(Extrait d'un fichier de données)
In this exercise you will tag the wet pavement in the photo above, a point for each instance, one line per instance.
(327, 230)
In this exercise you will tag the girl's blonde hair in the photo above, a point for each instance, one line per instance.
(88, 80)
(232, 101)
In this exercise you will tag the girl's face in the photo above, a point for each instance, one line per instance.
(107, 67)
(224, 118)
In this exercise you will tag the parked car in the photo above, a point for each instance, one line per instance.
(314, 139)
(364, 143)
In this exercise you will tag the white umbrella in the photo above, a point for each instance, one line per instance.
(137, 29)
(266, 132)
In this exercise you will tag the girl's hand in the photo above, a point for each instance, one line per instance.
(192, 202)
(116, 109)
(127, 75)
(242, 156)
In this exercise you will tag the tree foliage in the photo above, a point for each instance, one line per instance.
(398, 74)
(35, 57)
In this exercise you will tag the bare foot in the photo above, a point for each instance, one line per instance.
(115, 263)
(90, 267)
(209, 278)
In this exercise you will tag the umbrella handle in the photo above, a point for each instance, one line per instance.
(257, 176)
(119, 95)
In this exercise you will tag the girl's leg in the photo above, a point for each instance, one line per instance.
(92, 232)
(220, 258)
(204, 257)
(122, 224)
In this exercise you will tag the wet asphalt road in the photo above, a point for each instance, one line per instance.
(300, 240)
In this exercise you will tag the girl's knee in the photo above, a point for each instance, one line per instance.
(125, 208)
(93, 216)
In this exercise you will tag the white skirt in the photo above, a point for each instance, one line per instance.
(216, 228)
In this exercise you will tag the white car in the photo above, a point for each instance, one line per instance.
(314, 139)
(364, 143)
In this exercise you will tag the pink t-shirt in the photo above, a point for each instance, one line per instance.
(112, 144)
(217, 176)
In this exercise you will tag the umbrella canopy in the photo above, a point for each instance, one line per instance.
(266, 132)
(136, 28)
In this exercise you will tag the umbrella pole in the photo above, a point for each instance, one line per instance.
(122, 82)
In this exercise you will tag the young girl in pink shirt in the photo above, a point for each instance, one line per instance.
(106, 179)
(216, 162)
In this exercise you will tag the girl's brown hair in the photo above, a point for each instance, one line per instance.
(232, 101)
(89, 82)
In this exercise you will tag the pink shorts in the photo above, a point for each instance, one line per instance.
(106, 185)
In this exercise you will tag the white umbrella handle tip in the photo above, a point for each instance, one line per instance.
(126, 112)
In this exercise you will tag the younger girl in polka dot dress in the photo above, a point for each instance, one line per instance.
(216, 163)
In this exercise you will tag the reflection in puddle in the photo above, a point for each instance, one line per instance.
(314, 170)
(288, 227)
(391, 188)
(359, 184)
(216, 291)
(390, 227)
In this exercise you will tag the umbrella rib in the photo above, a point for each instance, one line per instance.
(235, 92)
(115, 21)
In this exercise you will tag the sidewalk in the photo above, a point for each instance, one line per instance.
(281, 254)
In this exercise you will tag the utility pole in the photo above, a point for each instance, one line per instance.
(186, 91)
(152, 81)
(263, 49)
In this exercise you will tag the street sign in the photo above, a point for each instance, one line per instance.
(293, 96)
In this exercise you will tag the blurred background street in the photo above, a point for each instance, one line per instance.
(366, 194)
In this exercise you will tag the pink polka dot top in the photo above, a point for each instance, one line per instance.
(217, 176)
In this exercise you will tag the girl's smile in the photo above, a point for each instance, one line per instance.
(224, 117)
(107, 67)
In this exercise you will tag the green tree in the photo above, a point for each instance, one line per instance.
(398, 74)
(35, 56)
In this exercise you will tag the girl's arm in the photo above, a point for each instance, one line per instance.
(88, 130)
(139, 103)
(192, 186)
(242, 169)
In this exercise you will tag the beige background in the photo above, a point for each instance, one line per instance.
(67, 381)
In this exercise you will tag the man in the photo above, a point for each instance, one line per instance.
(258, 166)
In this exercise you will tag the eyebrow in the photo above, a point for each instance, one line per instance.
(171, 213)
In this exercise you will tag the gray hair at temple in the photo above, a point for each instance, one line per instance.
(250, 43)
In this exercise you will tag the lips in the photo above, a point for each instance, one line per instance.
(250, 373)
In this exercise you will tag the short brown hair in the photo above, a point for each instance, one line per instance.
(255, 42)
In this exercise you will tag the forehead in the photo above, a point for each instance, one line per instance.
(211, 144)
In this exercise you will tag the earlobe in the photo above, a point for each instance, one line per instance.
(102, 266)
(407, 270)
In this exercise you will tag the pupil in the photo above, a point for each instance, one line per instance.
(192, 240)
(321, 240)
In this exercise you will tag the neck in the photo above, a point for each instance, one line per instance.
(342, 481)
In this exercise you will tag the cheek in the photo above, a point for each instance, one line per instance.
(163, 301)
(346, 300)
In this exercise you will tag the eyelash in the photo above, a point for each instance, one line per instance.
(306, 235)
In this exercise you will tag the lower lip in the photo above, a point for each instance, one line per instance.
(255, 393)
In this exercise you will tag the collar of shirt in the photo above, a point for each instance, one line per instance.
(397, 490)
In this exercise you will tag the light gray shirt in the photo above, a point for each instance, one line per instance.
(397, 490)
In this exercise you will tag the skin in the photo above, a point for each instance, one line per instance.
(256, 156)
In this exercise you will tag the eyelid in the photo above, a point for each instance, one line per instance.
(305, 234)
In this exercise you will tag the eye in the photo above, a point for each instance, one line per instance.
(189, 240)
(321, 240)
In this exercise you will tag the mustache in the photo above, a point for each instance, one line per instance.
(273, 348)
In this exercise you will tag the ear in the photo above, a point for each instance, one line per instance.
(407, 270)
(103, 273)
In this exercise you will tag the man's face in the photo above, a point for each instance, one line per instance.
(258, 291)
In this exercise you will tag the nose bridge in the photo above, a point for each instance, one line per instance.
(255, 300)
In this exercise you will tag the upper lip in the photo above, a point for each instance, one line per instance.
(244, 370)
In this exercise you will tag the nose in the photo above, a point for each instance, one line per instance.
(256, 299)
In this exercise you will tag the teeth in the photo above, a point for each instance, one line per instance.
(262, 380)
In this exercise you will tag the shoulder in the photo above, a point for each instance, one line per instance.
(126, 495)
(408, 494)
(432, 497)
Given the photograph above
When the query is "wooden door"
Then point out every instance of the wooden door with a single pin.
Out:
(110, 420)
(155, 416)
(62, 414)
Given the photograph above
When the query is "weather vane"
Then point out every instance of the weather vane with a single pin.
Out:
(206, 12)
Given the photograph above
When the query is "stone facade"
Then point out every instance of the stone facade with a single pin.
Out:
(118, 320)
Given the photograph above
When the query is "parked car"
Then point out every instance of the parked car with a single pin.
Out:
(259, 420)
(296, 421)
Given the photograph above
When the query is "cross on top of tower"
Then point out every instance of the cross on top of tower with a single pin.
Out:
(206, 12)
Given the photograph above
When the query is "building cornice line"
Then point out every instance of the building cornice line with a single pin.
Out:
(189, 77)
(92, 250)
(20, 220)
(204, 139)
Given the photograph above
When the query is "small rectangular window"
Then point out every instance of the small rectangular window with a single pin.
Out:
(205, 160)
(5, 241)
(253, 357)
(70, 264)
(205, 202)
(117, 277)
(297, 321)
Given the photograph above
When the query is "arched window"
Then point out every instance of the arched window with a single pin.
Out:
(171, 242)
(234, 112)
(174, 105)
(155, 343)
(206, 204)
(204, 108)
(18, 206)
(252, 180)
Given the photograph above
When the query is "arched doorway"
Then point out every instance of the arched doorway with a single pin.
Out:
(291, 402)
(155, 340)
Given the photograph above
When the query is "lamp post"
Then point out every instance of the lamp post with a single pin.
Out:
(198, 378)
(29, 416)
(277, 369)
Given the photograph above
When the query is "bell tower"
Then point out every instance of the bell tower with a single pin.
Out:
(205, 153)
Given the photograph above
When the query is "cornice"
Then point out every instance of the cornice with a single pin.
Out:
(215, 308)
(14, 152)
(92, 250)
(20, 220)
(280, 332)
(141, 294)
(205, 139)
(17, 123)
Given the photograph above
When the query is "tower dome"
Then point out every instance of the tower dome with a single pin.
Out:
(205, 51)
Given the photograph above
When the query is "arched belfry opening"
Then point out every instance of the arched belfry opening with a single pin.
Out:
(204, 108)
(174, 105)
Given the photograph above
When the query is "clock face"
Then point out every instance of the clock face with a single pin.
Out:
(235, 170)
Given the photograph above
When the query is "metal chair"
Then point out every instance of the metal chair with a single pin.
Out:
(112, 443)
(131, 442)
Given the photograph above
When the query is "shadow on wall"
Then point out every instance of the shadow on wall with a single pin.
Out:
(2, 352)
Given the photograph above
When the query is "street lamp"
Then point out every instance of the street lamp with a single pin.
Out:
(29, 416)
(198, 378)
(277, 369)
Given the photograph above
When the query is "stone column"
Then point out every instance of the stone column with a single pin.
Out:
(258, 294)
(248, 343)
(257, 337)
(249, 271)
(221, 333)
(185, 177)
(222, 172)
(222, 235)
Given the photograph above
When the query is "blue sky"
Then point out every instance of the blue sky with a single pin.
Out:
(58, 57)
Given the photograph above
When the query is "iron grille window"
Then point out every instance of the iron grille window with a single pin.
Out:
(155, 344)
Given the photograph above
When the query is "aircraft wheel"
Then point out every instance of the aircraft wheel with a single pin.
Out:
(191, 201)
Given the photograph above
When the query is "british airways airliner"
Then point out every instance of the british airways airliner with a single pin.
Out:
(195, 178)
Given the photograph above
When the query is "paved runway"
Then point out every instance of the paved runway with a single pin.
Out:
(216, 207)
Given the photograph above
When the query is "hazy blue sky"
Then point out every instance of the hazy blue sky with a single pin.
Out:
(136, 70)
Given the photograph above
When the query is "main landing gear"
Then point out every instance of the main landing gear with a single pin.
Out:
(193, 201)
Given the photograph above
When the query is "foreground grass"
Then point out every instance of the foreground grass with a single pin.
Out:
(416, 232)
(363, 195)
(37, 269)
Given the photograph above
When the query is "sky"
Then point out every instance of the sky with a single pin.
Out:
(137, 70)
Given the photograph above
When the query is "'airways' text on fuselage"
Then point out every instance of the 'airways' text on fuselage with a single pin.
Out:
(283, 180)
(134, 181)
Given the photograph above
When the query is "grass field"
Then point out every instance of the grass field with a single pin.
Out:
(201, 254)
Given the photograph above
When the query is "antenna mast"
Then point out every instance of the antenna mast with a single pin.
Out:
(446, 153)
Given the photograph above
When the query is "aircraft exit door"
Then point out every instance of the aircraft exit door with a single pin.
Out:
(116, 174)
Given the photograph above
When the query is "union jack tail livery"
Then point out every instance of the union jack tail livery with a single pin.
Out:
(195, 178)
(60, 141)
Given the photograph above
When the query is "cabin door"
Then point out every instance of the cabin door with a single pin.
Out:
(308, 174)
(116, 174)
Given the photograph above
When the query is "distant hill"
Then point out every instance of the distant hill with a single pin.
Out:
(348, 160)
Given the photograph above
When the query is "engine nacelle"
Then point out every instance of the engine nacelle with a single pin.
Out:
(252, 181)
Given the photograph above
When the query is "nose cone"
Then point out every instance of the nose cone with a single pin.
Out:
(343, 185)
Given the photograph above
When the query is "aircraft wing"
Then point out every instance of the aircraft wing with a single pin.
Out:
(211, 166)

Consigne = Relevez, dans les données ci-dessus, chaque ligne contenant le mot « aircraft ».

Réponse =
When the query is "aircraft wheel"
Then point out every instance of the aircraft wheel with a single pin.
When the query is "aircraft exit door"
Then point out every instance of the aircraft exit door with a single pin.
When the query is "aircraft wing"
Then point out every instance of the aircraft wing with a single pin.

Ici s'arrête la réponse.